本文 ::
______
常に考えは変化しながら日々撮影をし、時に写真から距離を置いて考えたこともあったが、明確な結論には至らない。
ただ、時間をかけたメリットがひとつだけあった。
じーっと体の中のどこかで変わる事のないものが見つかったのだ。
それは自分が良い写真を撮ろうと躍起になるといつも実践していたこと
「ナチュラリズムとヒューマニズムの合意点」を探すことだった。
さあ、いよいよ意味がわからないかもしれませんが(笑)この言葉が1番近いと思ったから表現してみた。できるだけ説明してみようと思います。
〈私が説明できる唯一の普遍性〉
カメラの技術や、構図や光などの写真の技術は、人間が見ていて違和感を感じない
気持ちの良くなる自然法則にのっとった美しさである。
例えば写真でよく言われる黄金比率や三分割といった構図における普遍的な美しさは
植物の形など自然の中から生まれた法則であり、それが2:3の四角に収まった時の微調節で
成り立つ法則である。顔の角度や体を小さく見せる技法なども、ヒューマニズムな観点というよりは
すでに決まっている自然法則の話だ。勉強さえすれば誰でも実践できる。勉強さえすれば。。
一方でポートレートというのは人を中心とすることから人に寄り添った写真になるのは当然であり
被写体と撮影者が寄り添わなければ人間の内面的な美は映し出されない。ライフスタジオにはこのタイプの写真が多いように思う。もちろん深みなど論点はたくさんあるが、、
かわいい雰囲気を持った被写体に対してアップの写真が多くなるのは、人に執着しすぎて
バランスを崩した時に発生する現象だ。
人間性にフォーカスを当てすぎて写真という物質的な要素に違和感を持つ人も現れ「カメラが邪魔だ」という結論に至る人も少なくないが、私達は写真で勝負をしている。
この結論では成り立たない。
私たちカメラマンは写真の話をしようとすると、必ず技術的な観点か、人間性の観点か、どちらかの話に偏ってしまう。写真はこの二つのバランスによって成り立っているにも
関わらず。
その理由はおそらく、技術的な部分と人間的な部分それぞれの意味はわかるが、その接点がわからないことによるものだろう。
写真館なんだから技術が大切だという意見が出れば、人を撮っているのだから人が重要だという意見で対抗する。
行き着くのはいつも「どっちが大事か?」という結論だ。結論というか、終わりようのない着地点だ。
私はこう思う。
「人を想えなければポートレートの意味がないし、技術がなければどんなに想いがあっても、その想いは形には残せない」
形に残すというのはシャッターを押せるという意味ではなく、表現できるかという意味である。
この論争には正直あまり意味がなく、そもそも写真自体がなんなのかを理解していない主題でもある。
「ナチュラリズムとヒューマニズムの合意点」
の話に戻るが、この言葉を少し言い換えると
「被写体である彼女の人間性を、技術を用いて最大限に引き出す」あるいは「個人と社会が調和を保ちながら最大限発揮される状態」「小手先の技術と人間」「歴史と個人」など色んな言い方ができてしまうが、どれも部分的で包括的ではない。
まずは被写体である彼女の人間性を引き出す能力が必要になる。
正直これには正解はない。
______
記録データ ::
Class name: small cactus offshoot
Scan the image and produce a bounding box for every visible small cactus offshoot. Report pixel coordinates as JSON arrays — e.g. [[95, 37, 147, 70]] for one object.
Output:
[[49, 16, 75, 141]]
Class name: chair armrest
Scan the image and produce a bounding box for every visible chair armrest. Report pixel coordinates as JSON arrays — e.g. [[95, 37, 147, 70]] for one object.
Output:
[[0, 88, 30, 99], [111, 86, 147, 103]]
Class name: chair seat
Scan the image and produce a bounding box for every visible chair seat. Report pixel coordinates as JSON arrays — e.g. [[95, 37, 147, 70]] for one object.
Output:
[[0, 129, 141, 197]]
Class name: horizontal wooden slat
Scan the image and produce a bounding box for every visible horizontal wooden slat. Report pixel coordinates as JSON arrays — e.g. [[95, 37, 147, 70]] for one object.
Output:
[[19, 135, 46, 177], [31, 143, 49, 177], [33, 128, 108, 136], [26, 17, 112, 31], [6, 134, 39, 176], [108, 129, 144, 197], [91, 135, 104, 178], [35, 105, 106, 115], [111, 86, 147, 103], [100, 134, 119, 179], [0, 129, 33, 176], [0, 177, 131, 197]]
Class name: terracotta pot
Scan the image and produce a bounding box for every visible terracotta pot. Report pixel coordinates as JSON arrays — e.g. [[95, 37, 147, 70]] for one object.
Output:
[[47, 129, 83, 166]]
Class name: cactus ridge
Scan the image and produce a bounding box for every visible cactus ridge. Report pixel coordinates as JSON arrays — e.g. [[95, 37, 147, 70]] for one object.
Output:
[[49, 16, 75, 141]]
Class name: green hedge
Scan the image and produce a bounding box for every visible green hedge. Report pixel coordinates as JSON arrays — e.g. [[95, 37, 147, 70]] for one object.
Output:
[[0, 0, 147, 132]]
______
作業要件 ::
a – 本文の「私たちカメラマンは写真の話を」から「まずは被写体である彼女の人間性を引き出す能力が必要になる。」までを、一字一句そのまま複製してください。
b – エントリーのうち、「Class name: chair seat」を含む行から「[[0, 129, 141, 197]]」を含む行まで(両端の行を含む)を、prompt列とtarget列の2列のCSVで表す。1エントリーにつき1行とし、エントリーの文面とその答えをそれぞれ引用符で囲んだ1フィールドに収め、改行はスペースに置き換える。
本文とエントリーのあいだに関係はない。

回答 ::
a –
私たちカメラマンは写真の話をしようとすると、必ず技術的な観点か、人間性の観点か、どちらかの話に偏ってしまう。写真はこの二つのバランスによって成り立っているにも
関わらず。
その理由はおそらく、技術的な部分と人間的な部分それぞれの意味はわかるが、その接点がわからないことによるものだろう。
写真館なんだから技術が大切だという意見が出れば、人を撮っているのだから人が重要だという意見で対抗する。
行き着くのはいつも「どっちが大事か?」という結論だ。結論というか、終わりようのない着地点だ。
私はこう思う。
「人を想えなければポートレートの意味がないし、技術がなければどんなに想いがあっても、その想いは形には残せない」
形に残すというのはシャッターを押せるという意味ではなく、表現できるかという意味である。
この論争には正直あまり意味がなく、そもそも写真自体がなんなのかを理解していない主題でもある。
「ナチュラリズムとヒューマニズムの合意点」
の話に戻るが、この言葉を少し言い換えると
「被写体である彼女の人間性を、技術を用いて最大限に引き出す」あるいは「個人と社会が調和を保ちながら最大限発揮される状態」「小手先の技術と人間」「歴史と個人」など色んな言い方ができてしまうが、どれも部分的で包括的ではない。
まずは被写体である彼女の人間性を引き出す能力が必要になる。

b –
prompt,target
"Class name: chair seat Scan the image and produce a bounding box for every visible chair seat. Report pixel coordinates as JSON arrays — e.g. [[95, 37, 147, 70]] for one object. Output:","[[0, 129, 141, 197]]"